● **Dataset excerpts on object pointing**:
******
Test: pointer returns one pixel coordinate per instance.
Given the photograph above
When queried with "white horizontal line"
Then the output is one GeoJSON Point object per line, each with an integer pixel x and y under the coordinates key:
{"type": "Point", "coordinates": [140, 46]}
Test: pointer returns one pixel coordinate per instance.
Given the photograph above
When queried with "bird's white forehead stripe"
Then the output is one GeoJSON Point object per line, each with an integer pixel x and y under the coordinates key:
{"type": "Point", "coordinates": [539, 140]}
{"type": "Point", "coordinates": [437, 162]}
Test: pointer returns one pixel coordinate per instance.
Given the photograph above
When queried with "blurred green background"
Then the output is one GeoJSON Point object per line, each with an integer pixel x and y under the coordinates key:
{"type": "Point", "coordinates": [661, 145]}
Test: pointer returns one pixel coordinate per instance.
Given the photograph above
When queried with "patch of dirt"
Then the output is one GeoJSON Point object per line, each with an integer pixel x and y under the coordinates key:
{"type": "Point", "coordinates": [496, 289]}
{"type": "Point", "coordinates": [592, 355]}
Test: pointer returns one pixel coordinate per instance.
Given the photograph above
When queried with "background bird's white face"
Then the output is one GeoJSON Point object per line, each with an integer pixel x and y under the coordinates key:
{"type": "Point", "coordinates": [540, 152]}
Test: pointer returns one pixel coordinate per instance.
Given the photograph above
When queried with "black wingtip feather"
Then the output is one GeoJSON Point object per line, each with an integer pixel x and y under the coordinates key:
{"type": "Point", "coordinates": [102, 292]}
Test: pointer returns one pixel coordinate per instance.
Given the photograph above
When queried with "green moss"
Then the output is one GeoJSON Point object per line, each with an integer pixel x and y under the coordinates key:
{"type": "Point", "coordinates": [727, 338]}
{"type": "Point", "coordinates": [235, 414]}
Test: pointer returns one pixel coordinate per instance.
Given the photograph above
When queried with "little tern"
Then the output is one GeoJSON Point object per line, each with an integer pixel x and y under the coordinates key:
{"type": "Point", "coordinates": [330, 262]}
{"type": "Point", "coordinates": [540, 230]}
******
● **WHAT THE EXERCISE ASKS**: How many lines in the data above contain the string "bird", with case counting? Reply with the number only.

● **ANSWER IN FULL**: 2